%%
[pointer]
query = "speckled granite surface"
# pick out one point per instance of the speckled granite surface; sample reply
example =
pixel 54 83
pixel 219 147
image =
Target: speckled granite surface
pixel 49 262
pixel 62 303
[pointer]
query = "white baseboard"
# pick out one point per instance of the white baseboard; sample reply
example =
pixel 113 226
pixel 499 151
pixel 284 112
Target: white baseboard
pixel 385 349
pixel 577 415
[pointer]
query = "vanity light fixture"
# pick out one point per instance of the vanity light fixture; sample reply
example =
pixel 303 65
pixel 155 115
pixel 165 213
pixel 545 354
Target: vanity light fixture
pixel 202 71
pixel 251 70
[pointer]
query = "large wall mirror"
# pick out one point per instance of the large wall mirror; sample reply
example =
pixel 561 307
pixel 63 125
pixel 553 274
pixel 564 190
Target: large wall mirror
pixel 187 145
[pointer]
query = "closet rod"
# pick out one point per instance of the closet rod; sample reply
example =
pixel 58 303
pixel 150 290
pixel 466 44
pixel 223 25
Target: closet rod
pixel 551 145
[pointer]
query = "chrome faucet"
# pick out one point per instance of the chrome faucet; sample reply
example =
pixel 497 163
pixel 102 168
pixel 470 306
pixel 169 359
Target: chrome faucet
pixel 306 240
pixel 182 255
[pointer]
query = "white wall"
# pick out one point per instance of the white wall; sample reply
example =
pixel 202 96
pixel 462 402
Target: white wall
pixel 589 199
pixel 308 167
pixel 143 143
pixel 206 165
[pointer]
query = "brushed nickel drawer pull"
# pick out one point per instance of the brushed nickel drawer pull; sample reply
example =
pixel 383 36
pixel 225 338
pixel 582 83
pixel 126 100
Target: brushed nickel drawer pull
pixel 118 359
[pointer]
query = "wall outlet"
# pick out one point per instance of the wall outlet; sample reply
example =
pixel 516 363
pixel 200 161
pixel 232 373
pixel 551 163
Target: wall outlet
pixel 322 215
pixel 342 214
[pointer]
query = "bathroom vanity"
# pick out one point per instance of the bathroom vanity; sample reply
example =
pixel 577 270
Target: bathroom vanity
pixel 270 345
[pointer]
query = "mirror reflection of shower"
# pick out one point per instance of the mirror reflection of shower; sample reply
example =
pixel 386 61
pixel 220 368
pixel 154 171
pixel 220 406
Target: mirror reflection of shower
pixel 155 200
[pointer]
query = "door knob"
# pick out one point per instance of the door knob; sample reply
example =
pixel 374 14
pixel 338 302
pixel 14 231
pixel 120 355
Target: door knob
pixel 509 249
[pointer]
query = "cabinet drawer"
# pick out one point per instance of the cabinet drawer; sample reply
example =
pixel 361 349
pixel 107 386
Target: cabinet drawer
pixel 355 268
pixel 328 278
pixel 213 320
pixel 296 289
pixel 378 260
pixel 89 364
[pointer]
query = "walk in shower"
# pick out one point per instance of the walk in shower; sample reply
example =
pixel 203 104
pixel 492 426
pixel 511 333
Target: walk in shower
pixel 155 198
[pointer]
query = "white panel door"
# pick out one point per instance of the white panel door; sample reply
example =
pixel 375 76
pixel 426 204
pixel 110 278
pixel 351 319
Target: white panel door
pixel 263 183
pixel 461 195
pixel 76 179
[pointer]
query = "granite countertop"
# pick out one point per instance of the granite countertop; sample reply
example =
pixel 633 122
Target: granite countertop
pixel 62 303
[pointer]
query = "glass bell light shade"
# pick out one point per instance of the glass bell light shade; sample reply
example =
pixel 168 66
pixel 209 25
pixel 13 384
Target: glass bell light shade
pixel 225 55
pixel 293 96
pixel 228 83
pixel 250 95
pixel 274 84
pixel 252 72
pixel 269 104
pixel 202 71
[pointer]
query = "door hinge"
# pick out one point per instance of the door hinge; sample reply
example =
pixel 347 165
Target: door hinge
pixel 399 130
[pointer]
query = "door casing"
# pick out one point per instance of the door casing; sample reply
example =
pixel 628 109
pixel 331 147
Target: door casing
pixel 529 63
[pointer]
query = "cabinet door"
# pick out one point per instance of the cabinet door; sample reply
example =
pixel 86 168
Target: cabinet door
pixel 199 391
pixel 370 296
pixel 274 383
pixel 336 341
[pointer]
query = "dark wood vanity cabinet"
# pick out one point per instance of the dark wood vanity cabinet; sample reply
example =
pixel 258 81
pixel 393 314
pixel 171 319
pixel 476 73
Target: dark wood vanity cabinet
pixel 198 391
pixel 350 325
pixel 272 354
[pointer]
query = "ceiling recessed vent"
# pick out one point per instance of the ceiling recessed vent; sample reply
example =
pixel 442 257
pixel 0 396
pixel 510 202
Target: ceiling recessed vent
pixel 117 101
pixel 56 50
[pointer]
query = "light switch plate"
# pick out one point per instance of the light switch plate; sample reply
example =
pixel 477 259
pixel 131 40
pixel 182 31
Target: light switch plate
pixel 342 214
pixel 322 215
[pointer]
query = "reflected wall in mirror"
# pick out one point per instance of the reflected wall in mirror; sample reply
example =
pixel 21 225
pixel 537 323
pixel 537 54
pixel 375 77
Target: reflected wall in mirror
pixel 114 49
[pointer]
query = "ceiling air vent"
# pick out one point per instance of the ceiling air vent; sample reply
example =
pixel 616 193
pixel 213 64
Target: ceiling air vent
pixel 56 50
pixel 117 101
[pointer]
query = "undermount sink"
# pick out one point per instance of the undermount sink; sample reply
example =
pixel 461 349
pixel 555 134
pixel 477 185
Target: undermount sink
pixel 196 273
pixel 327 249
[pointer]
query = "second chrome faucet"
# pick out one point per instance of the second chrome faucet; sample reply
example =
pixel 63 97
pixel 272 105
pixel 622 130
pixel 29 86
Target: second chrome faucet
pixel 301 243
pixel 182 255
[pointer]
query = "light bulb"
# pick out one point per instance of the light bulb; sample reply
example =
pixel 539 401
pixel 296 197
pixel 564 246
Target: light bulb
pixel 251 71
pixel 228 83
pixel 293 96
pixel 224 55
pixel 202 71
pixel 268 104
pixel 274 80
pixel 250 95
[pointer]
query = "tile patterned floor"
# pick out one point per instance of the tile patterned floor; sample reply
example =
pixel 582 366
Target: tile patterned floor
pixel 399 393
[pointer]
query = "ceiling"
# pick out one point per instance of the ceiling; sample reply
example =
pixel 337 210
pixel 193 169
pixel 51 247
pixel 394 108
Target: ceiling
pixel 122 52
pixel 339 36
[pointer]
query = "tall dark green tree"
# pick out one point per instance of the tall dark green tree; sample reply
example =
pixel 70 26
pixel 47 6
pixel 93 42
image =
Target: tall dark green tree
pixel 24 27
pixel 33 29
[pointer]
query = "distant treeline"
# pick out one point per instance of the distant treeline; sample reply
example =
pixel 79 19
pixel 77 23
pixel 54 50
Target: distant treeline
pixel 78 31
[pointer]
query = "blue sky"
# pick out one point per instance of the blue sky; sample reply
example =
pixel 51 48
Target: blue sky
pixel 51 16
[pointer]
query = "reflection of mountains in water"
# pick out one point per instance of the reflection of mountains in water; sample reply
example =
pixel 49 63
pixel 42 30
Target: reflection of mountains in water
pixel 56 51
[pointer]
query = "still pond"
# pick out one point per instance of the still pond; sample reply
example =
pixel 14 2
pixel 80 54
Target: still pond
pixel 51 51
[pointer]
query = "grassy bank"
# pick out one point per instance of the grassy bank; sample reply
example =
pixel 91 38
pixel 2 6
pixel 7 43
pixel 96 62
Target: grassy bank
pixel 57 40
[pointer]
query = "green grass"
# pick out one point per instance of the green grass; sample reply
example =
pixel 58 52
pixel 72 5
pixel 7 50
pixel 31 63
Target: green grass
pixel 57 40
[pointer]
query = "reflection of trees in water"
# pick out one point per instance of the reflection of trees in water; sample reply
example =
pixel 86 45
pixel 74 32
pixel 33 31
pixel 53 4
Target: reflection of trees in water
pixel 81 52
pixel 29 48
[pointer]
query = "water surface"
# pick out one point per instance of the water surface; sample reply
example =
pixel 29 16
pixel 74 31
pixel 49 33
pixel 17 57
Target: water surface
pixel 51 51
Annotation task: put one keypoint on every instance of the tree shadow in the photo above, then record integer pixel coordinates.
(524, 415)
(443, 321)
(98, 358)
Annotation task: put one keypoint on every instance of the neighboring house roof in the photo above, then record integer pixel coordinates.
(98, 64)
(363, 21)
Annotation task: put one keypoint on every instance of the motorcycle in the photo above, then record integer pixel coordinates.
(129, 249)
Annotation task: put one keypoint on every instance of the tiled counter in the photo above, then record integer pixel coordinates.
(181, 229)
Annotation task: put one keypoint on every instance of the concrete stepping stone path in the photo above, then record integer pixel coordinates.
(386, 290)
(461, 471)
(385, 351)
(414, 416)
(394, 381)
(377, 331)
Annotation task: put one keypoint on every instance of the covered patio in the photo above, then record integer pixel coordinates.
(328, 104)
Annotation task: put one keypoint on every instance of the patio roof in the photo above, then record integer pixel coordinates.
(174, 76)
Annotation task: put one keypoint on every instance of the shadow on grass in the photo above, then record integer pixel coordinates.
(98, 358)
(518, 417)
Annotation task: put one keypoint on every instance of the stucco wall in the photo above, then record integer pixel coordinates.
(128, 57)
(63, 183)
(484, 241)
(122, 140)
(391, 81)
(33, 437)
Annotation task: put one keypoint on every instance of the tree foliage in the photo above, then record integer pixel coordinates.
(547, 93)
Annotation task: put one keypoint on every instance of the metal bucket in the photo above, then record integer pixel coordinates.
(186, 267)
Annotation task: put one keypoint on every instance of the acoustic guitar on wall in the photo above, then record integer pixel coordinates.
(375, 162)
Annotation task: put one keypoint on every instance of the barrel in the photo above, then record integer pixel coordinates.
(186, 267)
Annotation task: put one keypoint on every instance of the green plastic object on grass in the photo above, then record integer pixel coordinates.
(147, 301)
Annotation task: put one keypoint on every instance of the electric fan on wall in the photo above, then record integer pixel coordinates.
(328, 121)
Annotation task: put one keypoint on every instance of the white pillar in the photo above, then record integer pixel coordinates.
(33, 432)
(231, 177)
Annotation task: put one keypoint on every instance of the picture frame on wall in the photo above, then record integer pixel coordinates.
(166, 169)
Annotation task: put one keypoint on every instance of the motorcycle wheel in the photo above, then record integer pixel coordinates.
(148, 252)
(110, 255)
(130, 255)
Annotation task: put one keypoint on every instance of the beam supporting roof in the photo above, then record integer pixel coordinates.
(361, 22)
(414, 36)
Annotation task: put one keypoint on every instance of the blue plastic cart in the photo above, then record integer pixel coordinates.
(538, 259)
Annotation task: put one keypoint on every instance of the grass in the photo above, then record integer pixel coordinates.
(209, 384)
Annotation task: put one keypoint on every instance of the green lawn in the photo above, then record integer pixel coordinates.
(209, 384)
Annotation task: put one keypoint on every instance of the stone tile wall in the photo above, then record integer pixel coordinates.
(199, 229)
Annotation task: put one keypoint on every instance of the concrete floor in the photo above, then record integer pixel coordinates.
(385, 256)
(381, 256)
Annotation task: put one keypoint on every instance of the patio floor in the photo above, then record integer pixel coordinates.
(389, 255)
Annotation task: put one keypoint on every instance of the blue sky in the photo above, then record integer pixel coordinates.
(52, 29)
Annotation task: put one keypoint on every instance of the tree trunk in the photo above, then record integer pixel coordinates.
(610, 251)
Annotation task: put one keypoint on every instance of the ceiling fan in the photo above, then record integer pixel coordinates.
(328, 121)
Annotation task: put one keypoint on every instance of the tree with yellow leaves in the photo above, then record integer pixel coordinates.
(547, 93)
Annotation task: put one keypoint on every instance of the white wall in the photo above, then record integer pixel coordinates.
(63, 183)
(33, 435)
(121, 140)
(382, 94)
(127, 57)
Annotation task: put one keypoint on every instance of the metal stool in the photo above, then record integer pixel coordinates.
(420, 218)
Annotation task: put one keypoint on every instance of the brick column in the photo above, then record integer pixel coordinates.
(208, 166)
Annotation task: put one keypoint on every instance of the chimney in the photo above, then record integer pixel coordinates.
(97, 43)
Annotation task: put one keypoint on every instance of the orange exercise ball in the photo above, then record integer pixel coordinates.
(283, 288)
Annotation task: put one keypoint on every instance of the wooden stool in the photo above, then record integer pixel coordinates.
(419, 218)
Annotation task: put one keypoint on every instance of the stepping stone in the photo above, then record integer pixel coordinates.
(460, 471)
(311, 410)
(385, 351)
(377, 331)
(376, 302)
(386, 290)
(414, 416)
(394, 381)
%%
Please shift every coordinate in the answers by -4 and write the rows out again, keeping every line and not only the answers, from the line with "of the stepping" up to and including the last line of the rows.

* THE RESPONSE:
Annotation task: put one keypoint on every instance of the stepping stone in the photo above, then record integer pixel coordinates.
(456, 467)
(307, 406)
(381, 347)
(373, 327)
(372, 298)
(382, 286)
(410, 412)
(390, 377)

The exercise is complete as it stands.